__REQUIREMENT__
Locate the line with "pin: small airplane" in the material. Copy that line and each one after it, through the last, exactly and with nothing else.

(Dataset items)
***

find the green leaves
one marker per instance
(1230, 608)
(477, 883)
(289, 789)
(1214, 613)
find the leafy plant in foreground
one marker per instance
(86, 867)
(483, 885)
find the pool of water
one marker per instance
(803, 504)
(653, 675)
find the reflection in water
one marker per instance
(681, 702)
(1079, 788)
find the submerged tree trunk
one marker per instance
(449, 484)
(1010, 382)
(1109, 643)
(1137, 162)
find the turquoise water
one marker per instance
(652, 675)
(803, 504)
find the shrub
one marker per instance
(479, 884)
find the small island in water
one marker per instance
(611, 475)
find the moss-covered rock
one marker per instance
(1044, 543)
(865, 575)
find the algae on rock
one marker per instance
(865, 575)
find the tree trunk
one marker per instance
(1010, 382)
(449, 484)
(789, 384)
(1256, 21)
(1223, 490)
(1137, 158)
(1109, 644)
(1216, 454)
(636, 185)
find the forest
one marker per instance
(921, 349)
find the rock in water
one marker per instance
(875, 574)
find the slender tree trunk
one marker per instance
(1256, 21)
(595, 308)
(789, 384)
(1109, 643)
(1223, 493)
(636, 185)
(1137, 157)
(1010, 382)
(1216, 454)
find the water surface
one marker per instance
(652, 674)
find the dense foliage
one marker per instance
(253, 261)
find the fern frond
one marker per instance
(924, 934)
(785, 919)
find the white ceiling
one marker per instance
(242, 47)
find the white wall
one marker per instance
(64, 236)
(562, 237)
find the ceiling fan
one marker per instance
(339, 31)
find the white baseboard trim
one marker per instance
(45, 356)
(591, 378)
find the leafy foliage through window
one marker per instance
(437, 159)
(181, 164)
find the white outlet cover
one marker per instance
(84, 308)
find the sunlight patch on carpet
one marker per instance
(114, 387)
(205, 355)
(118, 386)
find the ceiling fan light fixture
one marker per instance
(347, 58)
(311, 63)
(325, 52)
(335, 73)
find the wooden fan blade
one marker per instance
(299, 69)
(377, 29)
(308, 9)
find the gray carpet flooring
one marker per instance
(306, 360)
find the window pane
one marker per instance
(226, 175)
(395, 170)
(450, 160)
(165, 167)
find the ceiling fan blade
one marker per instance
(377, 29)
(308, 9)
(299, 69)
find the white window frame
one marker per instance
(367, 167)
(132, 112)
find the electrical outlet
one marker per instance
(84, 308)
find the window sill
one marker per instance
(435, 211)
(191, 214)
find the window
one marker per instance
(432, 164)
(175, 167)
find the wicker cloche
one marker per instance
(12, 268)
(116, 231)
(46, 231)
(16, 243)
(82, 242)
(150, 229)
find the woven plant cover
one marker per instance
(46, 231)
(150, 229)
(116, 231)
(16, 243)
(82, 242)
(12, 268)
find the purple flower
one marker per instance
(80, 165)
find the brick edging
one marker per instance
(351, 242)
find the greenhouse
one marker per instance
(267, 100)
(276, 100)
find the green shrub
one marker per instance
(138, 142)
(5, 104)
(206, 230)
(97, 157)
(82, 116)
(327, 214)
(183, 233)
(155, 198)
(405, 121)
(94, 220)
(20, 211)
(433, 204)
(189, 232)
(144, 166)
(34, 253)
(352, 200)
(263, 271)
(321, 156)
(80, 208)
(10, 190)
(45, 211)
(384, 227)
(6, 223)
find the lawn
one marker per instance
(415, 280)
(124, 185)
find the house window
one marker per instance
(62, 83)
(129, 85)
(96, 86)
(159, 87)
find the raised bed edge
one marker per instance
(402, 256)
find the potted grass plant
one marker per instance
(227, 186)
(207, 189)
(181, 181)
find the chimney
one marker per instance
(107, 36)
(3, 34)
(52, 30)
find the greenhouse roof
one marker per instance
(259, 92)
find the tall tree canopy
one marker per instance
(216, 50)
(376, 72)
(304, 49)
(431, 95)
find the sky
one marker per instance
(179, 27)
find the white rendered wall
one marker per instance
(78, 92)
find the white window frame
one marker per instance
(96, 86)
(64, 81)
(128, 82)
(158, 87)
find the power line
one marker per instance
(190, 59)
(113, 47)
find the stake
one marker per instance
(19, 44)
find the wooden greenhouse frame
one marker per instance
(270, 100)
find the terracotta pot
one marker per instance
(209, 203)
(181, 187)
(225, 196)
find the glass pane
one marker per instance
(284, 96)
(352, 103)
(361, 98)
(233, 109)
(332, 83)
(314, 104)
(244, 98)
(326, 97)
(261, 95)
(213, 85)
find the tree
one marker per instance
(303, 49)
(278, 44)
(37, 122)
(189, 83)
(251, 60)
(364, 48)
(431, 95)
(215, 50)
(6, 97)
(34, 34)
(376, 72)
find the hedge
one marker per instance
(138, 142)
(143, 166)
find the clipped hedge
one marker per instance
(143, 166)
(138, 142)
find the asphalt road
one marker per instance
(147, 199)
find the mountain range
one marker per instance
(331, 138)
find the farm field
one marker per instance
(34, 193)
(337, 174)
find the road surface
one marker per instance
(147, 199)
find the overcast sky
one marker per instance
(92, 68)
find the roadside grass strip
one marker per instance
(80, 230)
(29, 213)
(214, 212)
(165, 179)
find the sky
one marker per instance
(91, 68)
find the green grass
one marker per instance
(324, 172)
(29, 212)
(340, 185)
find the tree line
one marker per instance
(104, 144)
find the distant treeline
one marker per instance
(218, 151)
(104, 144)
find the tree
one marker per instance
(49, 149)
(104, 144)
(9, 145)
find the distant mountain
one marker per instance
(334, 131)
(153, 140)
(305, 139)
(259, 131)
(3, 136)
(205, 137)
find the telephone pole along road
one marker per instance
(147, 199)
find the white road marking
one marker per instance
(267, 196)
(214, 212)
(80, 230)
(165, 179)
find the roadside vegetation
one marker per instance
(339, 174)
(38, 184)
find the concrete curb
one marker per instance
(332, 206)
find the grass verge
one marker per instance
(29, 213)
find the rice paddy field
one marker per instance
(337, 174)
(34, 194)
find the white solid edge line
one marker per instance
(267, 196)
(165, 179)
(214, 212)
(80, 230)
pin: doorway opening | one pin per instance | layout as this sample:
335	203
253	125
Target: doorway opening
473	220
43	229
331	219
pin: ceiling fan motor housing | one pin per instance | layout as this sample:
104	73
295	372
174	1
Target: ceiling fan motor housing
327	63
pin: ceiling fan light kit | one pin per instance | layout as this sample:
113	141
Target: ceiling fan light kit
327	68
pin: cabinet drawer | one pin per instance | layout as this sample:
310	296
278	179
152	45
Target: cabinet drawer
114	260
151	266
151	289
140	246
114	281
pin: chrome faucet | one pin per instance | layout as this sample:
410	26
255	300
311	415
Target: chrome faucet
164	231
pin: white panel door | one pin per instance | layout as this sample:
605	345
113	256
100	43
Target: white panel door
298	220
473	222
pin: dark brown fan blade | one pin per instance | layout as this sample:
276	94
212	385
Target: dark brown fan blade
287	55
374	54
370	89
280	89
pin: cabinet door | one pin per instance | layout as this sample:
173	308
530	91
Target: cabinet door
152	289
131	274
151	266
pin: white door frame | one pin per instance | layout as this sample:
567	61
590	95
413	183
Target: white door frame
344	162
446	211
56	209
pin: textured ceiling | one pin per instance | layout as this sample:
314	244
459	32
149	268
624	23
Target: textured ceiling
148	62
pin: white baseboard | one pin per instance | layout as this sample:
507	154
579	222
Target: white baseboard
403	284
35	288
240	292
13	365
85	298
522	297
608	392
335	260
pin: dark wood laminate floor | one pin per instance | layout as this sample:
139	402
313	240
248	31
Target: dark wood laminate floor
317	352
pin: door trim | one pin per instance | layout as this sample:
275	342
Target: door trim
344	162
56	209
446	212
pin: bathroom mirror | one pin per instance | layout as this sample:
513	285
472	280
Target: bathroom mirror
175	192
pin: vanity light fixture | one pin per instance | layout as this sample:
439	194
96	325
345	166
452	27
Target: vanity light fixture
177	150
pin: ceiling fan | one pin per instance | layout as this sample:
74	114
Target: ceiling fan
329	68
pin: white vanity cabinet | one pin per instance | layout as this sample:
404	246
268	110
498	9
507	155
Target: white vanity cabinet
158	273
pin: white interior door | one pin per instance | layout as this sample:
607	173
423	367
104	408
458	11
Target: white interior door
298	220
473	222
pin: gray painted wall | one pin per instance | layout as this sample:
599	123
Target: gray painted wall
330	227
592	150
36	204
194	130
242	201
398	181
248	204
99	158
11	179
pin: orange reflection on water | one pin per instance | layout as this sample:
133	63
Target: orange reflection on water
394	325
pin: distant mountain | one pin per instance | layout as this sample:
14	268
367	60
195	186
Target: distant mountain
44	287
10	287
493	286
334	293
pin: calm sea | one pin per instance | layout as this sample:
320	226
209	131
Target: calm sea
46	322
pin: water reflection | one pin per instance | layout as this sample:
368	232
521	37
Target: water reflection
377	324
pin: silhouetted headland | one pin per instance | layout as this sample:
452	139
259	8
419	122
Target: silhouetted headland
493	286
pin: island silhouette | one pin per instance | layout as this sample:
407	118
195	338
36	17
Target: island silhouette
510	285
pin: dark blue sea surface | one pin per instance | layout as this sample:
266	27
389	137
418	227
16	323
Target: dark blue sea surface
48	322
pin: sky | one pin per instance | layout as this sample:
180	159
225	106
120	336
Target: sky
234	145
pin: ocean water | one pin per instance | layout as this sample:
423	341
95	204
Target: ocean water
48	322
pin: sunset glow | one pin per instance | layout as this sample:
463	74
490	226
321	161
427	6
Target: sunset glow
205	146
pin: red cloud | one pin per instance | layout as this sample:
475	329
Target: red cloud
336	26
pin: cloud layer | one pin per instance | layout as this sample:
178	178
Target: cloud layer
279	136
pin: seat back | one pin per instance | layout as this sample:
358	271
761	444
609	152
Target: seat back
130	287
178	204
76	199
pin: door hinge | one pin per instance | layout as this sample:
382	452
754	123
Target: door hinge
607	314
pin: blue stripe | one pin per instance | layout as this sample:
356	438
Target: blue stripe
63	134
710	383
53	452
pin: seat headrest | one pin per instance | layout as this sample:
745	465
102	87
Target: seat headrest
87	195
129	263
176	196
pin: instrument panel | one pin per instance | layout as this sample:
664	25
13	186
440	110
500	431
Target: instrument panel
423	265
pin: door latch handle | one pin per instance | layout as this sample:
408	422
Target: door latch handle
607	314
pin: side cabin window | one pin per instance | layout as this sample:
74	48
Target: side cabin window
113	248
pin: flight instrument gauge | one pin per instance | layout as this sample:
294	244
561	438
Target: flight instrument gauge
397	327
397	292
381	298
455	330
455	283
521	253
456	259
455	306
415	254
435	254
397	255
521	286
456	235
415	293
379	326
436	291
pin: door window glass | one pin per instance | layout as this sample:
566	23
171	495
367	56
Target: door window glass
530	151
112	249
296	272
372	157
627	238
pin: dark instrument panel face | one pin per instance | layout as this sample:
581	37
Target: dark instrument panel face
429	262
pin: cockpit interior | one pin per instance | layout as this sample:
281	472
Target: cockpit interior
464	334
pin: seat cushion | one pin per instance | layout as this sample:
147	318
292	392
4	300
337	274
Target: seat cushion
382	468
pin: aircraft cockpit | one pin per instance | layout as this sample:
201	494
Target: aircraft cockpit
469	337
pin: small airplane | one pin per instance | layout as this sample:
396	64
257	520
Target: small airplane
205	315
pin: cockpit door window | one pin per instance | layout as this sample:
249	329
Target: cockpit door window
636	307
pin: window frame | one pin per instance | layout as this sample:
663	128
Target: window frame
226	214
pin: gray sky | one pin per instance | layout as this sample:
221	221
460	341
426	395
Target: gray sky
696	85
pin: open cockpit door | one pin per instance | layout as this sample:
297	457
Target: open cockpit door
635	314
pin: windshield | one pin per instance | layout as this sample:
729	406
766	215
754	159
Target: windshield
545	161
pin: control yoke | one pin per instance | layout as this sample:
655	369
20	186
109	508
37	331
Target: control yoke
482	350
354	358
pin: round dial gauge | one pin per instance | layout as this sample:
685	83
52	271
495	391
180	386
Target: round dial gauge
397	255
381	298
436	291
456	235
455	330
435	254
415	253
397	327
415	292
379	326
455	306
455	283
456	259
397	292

***

__OUTPUT BELOW__
pin: small airplane | one pin per instance | layout as this sample:
396	64
257	520
Target: small airplane
205	315
pin: cockpit door window | one pin per instance | layout as this sample:
249	329
Target: cockpit door window
636	307
pin: window frame | one pin per instance | layout as this sample:
663	128
Target: window frame
226	214
pin: gray sky | one pin per instance | layout as this sample:
221	221
460	341
426	395
Target: gray sky
696	85
pin: open cockpit door | one pin per instance | layout as this sample:
297	457
Target: open cockpit door
635	314
pin: windshield | one pin per instance | layout as this sample:
729	406
766	215
754	159
Target: windshield
545	161
pin: control yoke | one pin per instance | layout as this sample:
655	369
20	186
109	508
37	331
Target: control yoke
482	350
354	358
pin: round dial gauge | one pin per instance | layout as this sample:
685	83
52	271
495	391
180	386
Target: round dial gauge
397	255
381	298
436	291
456	235
455	330
435	254
415	253
397	327
415	292
379	326
455	306
455	283
456	259
397	292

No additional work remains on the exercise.